*What is needed:* Copy every entry word for word. Skip the pictures.

** BEGIN **

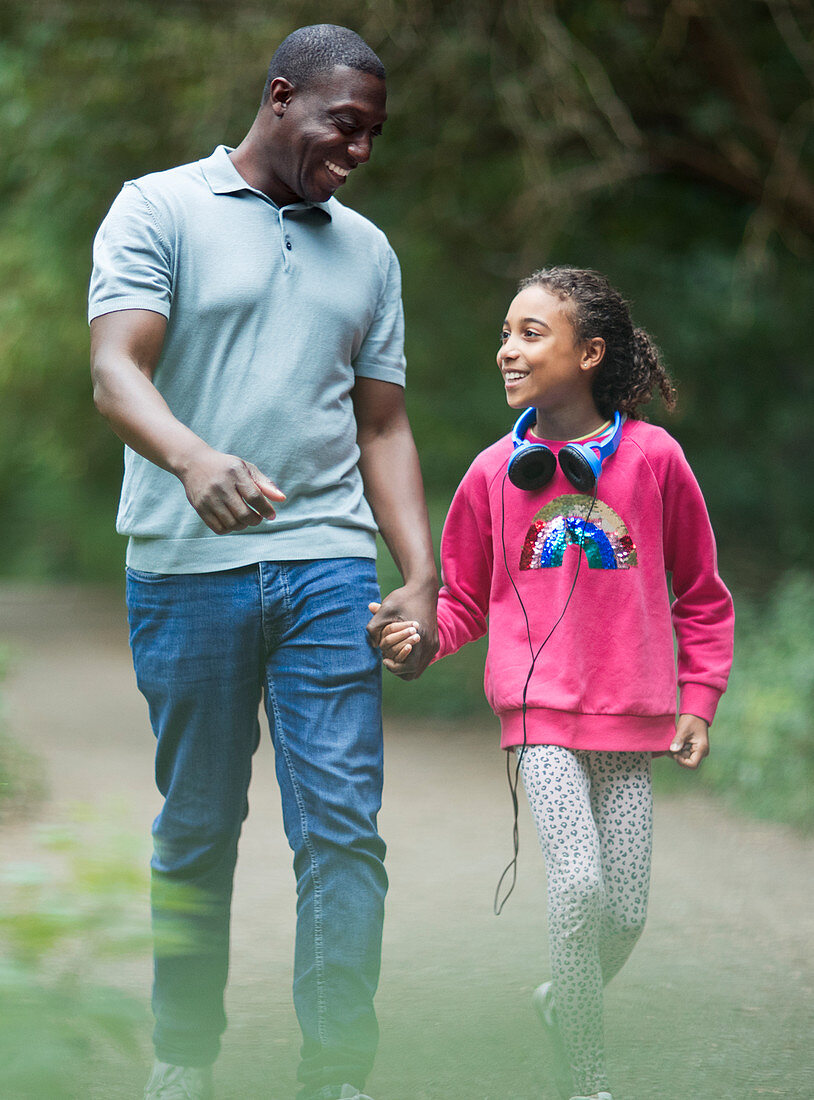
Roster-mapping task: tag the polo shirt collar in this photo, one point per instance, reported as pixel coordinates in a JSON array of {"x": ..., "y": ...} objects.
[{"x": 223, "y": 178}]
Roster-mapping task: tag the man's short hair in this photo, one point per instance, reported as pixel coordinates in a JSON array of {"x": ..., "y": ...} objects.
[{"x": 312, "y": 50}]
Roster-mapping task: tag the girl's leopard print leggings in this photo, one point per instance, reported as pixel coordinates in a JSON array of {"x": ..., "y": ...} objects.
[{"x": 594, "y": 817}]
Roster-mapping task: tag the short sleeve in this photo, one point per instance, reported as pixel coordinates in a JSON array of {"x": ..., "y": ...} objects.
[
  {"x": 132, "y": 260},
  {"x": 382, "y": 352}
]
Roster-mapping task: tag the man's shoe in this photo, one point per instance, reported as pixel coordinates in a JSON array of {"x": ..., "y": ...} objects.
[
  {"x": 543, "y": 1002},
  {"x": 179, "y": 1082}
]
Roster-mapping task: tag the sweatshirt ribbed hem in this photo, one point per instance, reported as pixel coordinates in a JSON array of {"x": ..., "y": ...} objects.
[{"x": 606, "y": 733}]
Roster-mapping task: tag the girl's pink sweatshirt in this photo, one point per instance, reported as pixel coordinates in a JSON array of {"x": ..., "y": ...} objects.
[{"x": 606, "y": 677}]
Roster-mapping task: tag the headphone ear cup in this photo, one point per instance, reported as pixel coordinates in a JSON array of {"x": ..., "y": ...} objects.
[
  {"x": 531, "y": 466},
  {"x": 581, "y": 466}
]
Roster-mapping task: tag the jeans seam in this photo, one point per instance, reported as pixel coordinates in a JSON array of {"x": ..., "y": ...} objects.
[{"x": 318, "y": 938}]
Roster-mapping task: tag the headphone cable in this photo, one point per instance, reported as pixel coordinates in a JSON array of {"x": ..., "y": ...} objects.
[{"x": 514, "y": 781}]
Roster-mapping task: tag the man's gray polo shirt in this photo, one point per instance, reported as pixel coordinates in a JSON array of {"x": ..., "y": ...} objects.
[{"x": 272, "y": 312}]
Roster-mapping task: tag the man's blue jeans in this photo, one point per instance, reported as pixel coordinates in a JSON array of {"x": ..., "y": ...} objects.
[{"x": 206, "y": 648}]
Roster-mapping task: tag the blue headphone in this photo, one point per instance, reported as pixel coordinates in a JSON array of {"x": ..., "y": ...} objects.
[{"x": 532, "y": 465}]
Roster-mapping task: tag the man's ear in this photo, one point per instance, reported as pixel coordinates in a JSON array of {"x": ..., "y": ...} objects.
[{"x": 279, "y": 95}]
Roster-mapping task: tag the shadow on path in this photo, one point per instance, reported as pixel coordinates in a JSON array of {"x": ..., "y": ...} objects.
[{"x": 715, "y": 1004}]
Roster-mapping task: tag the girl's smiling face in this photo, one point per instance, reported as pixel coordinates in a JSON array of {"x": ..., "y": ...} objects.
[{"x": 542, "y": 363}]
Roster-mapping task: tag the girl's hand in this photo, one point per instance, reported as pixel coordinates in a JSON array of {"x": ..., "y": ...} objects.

** END **

*The result:*
Roster-mapping task: tag the polo shirt collar in this photo, one point per instance, reported as pixel coordinates in a JSON array of {"x": ..., "y": ...} objects.
[{"x": 223, "y": 178}]
Roster-mapping task: tag the man's short hair in this photo, one point per instance, reported as pixel coordinates in a JSON array of {"x": ..., "y": ...} objects.
[{"x": 312, "y": 50}]
Roster-mapping task: tag the girl's leopard print leggings in this photo, one point per instance, reported as pixel coordinates in a JSON array of {"x": ..., "y": ...} objects.
[{"x": 594, "y": 817}]
Roster-mapping task: tag the short sleeve in this photo, one point per instance, reported as pixel coordinates in a JSON array of {"x": ..., "y": ...} objects.
[
  {"x": 132, "y": 260},
  {"x": 382, "y": 352}
]
Roster-mapping task: tag the man's shoe in this photo, one point per instance, reported as pixel coordinates in a JSON array of {"x": ..., "y": ...} objects.
[
  {"x": 543, "y": 1002},
  {"x": 179, "y": 1082}
]
Roster-mapping task: tag the sweatshirt ribbed hem in this photo, one point per instance, reported as pixel coordinates in a JSON array of {"x": ..., "y": ...} objects.
[{"x": 606, "y": 733}]
Roster-mapping task: tag the girl's pink sweatshirt in this photo, one point per instance, reported as pixel coordinates in a JSON array of {"x": ..., "y": ...} objects.
[{"x": 606, "y": 677}]
Roster-mapping task: tag the headphone ear cup in this photo, one point per instance, reported as pixel coordinates in a JSON array of {"x": ..., "y": ...} objects.
[
  {"x": 531, "y": 466},
  {"x": 581, "y": 466}
]
Roster-mapping task: tag the jeans seam in this photo, one point per instance, reported as pixel coordinates in a JSON array of {"x": ..., "y": ...} objects.
[{"x": 318, "y": 938}]
Roster-mapping task: tag the headphone cable in this photo, one point per instance, reported as pixel coordinates in a JSON array of {"x": ..., "y": ...} objects.
[{"x": 514, "y": 781}]
Roster-mapping task: tag the man's gray polo shirt in this photo, one point per instance, reported as pixel coordinates in a JSON array of {"x": ..., "y": ...} objects.
[{"x": 272, "y": 312}]
Roster-mapping task: tag the man's blue jeans in this photo, one point per instance, reported as pixel coordinates in a JSON array of {"x": ..., "y": ...} objects.
[{"x": 206, "y": 648}]
Roster-mapping task: tag the blue headphone in this photo, one point per instance, reported as pixel coordinates in a JSON array of {"x": ..., "y": ...} objects.
[{"x": 532, "y": 465}]
Roster-mapping task: tag the man's ear in this photo, one point per instance, reported as pixel coordinates in a JSON array of {"x": ..., "y": ...} objects.
[{"x": 279, "y": 95}]
Roster-mapping task: tag the shadow on path in this photo, one point per instance, reported as pixel coordinates in a JSON array of {"x": ..., "y": ...} objects.
[{"x": 715, "y": 1004}]
Roster-mapping task: tag the girl's smiling face in this photo, one point per instance, reported as pixel coordinates in a JSON array of {"x": ..., "y": ...} objects.
[{"x": 542, "y": 363}]
Roster-mapping task: tag the girl's hand in this photo, one point per instance, reported as pixel coordinates in a JSON array of {"x": ..., "y": ...} objects.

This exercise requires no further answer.